What to do
Can you express the listing below, from its start through the line containing "box: [279, 131, 306, 189]", as a Markdown table with the columns Row and Line, giving each line a row number and leaving out blank lines?

Data excerpts
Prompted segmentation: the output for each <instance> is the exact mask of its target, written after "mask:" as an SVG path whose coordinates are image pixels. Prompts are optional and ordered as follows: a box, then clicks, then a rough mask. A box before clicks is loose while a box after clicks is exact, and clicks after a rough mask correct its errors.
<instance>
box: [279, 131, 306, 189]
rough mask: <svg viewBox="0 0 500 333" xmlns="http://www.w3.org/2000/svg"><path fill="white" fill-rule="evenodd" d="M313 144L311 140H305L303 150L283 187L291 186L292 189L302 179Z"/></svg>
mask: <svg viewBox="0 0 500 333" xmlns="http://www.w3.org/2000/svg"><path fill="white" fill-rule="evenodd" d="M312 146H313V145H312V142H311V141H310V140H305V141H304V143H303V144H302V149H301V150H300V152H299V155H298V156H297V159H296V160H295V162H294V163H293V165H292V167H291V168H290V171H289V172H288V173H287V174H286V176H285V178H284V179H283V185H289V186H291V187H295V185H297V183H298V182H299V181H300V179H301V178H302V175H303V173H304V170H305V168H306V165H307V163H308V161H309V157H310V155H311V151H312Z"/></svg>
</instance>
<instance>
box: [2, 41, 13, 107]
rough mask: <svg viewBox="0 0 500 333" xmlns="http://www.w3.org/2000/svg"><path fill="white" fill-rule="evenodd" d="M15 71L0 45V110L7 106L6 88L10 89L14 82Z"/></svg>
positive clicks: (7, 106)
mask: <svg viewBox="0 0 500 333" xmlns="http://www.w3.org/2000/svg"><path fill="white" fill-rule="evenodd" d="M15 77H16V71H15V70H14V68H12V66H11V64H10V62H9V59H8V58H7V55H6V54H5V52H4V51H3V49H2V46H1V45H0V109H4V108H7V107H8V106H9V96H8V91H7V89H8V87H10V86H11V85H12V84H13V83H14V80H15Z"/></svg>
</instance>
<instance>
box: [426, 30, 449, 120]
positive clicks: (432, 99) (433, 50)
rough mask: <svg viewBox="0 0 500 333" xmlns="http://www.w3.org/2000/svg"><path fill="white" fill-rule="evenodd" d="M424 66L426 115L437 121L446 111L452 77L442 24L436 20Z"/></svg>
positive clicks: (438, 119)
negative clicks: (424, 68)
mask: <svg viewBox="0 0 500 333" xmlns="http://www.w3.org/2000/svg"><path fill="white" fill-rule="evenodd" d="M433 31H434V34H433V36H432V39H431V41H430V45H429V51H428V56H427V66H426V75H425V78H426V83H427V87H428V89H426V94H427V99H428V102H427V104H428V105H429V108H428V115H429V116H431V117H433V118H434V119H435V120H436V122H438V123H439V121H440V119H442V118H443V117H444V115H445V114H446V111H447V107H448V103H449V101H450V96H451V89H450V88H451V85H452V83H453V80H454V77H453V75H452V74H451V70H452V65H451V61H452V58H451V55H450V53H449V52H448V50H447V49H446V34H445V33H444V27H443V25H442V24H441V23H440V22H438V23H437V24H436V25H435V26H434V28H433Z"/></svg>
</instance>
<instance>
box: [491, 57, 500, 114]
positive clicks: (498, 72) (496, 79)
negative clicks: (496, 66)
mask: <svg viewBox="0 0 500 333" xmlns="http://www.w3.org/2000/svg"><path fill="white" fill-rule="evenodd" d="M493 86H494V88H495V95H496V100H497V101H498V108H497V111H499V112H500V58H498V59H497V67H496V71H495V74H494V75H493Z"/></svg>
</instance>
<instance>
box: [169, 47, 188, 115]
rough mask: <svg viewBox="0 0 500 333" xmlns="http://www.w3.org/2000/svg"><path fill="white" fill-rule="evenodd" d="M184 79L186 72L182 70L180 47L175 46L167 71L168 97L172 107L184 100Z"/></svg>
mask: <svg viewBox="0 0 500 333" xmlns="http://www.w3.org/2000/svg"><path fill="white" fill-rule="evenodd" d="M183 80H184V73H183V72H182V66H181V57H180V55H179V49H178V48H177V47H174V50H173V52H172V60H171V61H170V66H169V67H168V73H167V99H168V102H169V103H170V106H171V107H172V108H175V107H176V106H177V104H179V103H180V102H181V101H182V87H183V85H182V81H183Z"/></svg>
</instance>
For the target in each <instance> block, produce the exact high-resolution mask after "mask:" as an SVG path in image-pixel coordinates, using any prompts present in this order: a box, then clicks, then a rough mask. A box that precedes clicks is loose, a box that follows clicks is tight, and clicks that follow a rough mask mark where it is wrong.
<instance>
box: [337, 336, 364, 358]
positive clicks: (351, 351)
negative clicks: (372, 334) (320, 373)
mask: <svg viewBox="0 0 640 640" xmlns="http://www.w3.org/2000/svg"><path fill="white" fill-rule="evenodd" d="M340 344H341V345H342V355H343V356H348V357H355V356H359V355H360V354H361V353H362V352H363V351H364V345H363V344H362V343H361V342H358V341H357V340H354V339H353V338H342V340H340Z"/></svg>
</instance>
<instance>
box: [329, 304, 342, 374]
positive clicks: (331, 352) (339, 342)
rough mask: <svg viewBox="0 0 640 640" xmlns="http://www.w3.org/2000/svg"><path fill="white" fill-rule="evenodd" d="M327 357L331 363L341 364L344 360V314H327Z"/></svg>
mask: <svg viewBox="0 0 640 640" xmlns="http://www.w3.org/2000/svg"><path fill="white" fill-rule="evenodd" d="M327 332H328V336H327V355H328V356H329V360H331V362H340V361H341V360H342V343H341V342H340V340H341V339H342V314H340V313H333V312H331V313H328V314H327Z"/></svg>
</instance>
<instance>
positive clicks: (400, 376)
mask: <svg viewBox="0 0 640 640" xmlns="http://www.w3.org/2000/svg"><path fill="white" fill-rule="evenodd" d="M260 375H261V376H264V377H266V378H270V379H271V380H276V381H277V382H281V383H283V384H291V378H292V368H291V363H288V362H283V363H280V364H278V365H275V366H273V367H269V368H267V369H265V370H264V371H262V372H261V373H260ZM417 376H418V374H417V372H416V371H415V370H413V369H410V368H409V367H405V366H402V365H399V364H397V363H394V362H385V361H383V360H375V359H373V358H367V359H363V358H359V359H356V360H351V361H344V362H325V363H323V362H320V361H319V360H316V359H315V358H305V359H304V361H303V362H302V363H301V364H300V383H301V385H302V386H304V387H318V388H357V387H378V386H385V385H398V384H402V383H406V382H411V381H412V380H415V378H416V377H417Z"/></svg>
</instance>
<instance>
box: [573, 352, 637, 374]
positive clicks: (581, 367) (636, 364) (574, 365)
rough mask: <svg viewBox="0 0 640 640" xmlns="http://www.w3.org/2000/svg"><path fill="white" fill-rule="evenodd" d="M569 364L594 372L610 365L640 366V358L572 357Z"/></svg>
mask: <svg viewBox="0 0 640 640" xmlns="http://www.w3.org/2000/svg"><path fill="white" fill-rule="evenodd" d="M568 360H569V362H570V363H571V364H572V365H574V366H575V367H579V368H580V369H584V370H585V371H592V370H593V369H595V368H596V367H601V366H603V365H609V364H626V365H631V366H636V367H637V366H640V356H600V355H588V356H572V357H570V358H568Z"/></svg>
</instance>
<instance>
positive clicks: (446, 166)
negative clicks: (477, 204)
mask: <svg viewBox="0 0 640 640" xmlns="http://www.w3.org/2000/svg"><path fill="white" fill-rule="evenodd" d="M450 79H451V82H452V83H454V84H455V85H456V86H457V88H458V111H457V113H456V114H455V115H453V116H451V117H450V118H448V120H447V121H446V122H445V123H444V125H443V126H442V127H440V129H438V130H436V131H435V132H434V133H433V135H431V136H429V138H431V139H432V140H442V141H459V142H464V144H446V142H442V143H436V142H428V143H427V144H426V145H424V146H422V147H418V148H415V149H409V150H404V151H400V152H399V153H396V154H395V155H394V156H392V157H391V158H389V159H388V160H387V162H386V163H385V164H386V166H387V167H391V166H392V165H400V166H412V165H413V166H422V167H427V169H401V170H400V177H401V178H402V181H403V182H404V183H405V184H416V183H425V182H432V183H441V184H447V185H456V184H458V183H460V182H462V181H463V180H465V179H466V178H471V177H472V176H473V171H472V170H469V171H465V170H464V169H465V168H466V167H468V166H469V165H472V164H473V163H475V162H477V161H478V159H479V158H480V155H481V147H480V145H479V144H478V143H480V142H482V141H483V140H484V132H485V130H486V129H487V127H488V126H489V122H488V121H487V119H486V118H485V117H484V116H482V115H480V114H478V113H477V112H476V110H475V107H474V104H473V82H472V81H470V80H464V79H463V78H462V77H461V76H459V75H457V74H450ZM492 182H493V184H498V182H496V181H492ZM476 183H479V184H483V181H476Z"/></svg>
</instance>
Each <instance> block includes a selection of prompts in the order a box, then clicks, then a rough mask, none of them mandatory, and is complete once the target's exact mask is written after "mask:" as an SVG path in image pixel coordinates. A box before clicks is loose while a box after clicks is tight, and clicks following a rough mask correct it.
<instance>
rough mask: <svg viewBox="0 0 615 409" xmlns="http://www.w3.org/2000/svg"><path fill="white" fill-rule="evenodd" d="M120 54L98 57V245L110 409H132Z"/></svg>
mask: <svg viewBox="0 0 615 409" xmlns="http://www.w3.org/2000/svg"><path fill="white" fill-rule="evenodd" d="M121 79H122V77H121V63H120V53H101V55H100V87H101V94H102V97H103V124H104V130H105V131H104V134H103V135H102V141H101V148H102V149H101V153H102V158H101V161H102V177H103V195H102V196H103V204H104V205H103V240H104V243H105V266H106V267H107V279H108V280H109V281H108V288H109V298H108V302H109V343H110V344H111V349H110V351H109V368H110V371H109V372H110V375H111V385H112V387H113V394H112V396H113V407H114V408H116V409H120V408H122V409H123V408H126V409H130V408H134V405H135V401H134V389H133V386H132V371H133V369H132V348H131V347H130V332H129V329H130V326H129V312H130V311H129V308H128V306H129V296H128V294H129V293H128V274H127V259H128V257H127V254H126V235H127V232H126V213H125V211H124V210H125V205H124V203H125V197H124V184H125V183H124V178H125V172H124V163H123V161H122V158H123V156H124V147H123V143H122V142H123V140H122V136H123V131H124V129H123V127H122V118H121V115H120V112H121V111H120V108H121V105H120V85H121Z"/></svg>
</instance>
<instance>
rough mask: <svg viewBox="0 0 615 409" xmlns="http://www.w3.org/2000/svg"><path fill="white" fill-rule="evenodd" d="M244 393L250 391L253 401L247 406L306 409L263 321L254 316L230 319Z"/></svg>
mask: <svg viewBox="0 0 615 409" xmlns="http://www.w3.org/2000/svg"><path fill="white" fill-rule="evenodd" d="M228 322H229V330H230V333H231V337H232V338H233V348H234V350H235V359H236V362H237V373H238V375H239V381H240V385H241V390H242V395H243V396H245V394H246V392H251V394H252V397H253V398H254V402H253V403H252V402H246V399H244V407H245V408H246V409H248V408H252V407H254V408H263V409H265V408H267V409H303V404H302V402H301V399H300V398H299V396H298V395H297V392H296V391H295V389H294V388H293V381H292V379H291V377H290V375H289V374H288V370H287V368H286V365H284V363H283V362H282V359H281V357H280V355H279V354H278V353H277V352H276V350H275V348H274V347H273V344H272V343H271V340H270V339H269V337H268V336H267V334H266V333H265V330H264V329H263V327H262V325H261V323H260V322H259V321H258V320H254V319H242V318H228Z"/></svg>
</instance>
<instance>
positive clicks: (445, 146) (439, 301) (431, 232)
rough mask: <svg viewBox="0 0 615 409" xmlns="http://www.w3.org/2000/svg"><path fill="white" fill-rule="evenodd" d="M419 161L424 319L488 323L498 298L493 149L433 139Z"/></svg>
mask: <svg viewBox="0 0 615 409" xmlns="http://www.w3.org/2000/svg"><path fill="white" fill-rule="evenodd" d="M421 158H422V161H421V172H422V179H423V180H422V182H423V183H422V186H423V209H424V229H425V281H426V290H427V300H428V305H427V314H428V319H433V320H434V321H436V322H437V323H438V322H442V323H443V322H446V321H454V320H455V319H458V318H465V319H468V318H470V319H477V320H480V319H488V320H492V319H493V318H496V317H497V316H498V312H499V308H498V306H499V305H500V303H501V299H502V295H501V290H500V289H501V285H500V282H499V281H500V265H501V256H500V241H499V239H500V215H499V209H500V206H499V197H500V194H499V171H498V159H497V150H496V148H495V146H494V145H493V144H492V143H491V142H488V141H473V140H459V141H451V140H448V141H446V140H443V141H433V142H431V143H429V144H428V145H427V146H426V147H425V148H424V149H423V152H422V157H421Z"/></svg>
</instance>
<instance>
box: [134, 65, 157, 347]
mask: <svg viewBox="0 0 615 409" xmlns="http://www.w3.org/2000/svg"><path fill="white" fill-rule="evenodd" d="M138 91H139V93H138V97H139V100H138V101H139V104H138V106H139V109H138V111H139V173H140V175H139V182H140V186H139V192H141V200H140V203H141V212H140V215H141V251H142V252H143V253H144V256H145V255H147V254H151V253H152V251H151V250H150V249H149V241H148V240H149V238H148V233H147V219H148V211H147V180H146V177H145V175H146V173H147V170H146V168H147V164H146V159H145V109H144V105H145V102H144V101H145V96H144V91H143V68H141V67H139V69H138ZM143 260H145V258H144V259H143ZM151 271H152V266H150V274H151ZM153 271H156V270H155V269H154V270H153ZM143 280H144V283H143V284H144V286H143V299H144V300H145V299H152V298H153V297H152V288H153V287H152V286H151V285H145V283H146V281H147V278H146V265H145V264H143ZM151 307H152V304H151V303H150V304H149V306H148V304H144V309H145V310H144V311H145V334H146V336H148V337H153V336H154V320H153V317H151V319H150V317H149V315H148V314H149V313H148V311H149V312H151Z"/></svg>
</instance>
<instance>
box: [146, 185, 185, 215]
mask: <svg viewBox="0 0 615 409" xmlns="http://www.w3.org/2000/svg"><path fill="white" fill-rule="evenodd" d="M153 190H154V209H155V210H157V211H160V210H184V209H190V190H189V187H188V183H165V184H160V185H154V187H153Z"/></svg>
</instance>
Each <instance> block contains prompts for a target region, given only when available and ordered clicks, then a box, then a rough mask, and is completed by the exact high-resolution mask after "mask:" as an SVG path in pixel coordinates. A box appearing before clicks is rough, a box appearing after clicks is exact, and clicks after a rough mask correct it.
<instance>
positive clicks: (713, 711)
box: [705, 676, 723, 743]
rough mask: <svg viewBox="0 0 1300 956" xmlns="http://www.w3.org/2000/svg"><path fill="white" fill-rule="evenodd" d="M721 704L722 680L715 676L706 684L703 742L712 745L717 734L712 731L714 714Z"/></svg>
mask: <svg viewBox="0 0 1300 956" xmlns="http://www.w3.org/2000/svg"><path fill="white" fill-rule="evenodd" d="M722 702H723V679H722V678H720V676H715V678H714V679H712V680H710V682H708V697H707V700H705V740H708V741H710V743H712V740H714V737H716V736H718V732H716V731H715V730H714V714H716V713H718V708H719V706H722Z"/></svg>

Written solution
| Row | Line |
|---|---|
| 1 | Prompted segmentation: the output for each <instance> is the exact mask of its target, written after "mask:" as an SVG path whose coordinates are image pixels. Prompts are optional and ordered as follows: a box, then clicks, then a rough mask. A box before clicks is loose while a box after clicks is exact, and clicks after a rough mask correct its errors. |
| 2 | <instance> |
| 3 | box: [279, 131, 306, 189] |